**Short problem**.
Reproduce word for word the lines in the entries below, starting at the line containing "An instance of the awning" and ending at the line containing "Target: awning", with both of those lines included.

- - -

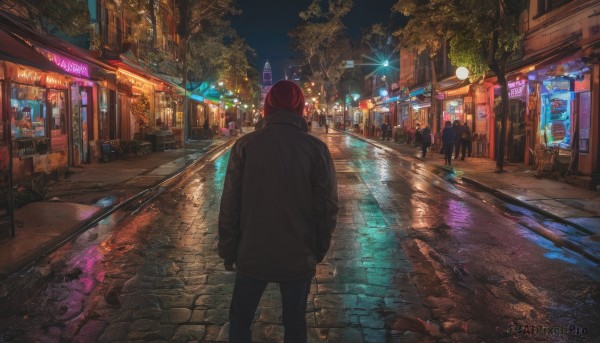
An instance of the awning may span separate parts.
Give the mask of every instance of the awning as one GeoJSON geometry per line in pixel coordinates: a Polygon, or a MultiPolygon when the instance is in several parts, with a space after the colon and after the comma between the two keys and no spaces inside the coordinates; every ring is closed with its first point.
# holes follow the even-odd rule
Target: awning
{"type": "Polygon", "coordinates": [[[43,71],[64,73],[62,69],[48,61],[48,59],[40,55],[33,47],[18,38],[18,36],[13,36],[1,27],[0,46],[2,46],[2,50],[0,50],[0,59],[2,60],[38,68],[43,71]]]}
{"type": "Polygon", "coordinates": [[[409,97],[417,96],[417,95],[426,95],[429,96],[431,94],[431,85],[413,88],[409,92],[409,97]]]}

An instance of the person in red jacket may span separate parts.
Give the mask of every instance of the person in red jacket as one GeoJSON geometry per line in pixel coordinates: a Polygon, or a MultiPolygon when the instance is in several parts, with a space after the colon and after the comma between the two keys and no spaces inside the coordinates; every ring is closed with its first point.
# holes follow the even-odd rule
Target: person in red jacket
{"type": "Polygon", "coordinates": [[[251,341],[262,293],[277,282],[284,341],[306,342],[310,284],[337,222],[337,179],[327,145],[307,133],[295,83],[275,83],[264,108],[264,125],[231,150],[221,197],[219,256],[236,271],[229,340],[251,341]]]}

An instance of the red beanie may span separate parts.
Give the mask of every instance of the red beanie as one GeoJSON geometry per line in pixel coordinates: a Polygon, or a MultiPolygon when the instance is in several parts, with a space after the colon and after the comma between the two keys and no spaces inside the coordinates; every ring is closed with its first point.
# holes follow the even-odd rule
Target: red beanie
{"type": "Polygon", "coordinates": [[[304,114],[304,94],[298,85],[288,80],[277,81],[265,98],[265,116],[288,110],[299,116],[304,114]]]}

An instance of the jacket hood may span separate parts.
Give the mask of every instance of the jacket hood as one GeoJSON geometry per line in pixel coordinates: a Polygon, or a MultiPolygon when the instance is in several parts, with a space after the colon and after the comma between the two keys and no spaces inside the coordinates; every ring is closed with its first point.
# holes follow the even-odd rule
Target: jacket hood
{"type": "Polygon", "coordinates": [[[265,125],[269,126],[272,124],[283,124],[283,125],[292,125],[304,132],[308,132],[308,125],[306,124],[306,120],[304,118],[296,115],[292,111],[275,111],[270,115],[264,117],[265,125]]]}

- - -

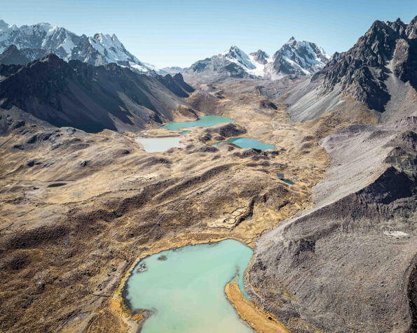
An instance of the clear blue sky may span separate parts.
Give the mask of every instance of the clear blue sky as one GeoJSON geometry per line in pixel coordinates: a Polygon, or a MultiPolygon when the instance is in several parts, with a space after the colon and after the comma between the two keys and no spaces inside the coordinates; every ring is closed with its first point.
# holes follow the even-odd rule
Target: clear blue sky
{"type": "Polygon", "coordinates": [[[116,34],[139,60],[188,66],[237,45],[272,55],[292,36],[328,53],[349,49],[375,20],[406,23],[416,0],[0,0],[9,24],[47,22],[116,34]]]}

- - -

**Written solution**.
An instance of the awning may span separate parts.
Give the mask of every instance of the awning as one GeoJSON geometry per line in pixel coordinates: a Polygon, or a MultiPolygon when the instance is in several parts, with a space after the colon and after the comma between the two keys and no spaces inside the coordinates; every ring is closed with its first point.
# holes follow the even-odd rule
Target: awning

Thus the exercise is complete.